• ZU BEANTWORTENDE FRAGEN:
1/ Wie viele Länder hat die befragte Person laut dem Interviewauszug in dieser Zeit besucht?
2/ Gib einen Teil des Interviewauszugs wortgetreu wieder: Beginne bei den Worten „Viel zu reisen“ und höre nach den Worten „Schreiben und Komponieren.“ auf.

======== ÜBUNGSTEXT ========

Was waren die anderen Ziele?
Viel zu reisen – ich habe 18 Länder besucht in dieser Zeit. Kuba hat mir besonders gefallen, da wollte ich noch hin, bevor Castro nicht mehr da ist. Es war schön, dieses besondere Land zu erleben, bevor die grossen Veränderungen kommen. Ausserdem habe ich mir einen neuen Arbeitsraum geschaffen. Seit einem Jahr habe ich im Zürcher Seefeld einen Platz zum Lesen, Schreiben und Komponieren.
In jungen Jahren waren Sie ein engagierter Journalist, heute sind Sie Musiker, was ist besser?

======== VERFÜGBARE DATEN ========

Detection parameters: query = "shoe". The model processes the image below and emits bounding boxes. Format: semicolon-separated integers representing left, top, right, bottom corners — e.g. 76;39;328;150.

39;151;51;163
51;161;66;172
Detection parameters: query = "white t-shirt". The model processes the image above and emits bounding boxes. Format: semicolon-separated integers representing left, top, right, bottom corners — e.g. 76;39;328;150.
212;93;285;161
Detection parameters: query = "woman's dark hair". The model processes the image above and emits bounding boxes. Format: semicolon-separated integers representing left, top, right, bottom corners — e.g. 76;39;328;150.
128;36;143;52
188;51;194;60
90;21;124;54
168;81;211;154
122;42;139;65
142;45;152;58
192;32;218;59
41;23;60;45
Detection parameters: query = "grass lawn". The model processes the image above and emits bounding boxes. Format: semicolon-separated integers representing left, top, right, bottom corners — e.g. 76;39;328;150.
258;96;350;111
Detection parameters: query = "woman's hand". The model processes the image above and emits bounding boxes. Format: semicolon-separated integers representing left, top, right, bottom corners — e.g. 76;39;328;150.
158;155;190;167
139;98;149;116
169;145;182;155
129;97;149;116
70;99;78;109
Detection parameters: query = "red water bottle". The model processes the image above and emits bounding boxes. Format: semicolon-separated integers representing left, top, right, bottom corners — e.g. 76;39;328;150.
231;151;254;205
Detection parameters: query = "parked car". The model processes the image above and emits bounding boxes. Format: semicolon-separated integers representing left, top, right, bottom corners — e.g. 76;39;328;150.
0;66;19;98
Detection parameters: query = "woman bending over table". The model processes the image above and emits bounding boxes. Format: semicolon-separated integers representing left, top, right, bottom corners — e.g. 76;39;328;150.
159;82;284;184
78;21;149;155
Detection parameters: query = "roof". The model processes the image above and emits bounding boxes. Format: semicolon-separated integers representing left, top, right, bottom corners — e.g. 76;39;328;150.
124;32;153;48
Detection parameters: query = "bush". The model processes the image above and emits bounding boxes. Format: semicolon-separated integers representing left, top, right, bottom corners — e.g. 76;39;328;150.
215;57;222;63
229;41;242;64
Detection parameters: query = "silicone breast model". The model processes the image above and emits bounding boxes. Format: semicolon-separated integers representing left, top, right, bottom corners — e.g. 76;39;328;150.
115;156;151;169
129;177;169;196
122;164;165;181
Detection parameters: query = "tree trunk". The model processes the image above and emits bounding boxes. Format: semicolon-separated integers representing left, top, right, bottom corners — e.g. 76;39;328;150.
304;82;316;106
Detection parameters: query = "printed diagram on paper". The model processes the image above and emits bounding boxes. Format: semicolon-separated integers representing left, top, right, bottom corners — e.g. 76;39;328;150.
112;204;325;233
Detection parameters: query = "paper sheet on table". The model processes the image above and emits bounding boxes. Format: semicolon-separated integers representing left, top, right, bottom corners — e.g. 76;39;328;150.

========

• LÖSUNGEN DER AUFGABEN:
1/ 18 Länder.

2/
Viel zu reisen – ich habe 18 Länder besucht in dieser Zeit. Kuba hat mir besonders gefallen, da wollte ich noch hin, bevor Castro nicht mehr da ist. Es war schön, dieses besondere Land zu erleben, bevor die grossen Veränderungen kommen. Ausserdem habe ich mir einen neuen Arbeitsraum geschaffen. Seit einem Jahr habe ich im Zürcher Seefeld einen Platz zum Lesen, Schreiben und Komponieren.